• [Exercise requirements]:
Count the lines in the records below that contain the word "white". Give only the number.

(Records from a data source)
"""

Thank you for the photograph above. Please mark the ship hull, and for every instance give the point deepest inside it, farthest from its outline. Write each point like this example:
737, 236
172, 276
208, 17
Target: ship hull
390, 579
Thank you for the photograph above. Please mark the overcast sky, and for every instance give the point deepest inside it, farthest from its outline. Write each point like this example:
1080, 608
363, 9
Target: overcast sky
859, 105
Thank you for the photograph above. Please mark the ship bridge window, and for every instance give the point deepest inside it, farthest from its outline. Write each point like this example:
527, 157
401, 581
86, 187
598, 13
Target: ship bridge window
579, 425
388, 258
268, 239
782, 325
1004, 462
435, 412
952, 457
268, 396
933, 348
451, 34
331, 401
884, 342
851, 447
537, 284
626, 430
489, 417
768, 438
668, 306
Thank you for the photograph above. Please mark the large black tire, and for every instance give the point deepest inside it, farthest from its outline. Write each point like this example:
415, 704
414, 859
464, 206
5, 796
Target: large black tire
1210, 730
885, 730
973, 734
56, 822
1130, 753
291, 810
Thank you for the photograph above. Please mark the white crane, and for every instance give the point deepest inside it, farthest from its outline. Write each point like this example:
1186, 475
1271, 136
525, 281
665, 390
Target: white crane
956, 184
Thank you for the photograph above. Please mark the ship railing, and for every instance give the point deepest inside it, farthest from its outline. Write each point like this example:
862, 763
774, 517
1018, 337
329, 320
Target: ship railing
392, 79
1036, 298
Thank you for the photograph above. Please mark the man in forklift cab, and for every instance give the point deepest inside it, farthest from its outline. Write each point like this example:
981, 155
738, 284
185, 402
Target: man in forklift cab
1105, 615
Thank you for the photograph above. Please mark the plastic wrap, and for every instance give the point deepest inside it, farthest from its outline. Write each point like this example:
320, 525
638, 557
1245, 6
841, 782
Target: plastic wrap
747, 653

"""
"""

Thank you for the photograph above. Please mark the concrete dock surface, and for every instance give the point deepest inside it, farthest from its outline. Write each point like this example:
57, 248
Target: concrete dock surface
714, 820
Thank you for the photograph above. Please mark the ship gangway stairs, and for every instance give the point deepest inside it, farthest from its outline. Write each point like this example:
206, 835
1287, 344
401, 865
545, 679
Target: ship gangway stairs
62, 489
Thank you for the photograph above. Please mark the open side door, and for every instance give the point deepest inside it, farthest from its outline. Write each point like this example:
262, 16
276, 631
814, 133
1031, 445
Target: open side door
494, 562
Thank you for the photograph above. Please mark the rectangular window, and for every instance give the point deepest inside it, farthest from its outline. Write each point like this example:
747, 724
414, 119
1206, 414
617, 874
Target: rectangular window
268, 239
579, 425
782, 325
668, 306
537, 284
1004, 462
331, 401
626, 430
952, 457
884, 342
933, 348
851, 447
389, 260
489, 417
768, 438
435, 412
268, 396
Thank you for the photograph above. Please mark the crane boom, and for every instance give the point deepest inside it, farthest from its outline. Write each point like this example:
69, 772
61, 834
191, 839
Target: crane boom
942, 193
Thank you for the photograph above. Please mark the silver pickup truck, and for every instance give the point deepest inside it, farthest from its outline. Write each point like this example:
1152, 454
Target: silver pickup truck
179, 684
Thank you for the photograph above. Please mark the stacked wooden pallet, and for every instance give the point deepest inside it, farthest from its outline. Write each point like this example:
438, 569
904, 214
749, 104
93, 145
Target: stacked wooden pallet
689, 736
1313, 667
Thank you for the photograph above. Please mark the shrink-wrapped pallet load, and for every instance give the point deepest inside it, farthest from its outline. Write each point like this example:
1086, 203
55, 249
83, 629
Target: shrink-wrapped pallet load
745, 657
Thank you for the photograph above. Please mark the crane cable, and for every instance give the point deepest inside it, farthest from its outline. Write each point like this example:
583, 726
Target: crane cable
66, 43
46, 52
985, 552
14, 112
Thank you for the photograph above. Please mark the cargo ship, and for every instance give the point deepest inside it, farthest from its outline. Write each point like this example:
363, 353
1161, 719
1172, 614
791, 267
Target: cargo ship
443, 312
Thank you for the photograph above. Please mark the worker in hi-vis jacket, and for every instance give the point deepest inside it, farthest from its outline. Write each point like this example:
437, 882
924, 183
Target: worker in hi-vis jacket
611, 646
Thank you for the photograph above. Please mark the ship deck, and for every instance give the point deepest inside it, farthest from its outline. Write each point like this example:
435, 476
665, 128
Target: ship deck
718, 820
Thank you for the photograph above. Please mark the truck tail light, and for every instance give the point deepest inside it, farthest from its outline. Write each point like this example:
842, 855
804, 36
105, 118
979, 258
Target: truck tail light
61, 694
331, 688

"""

• [Written answer]:
2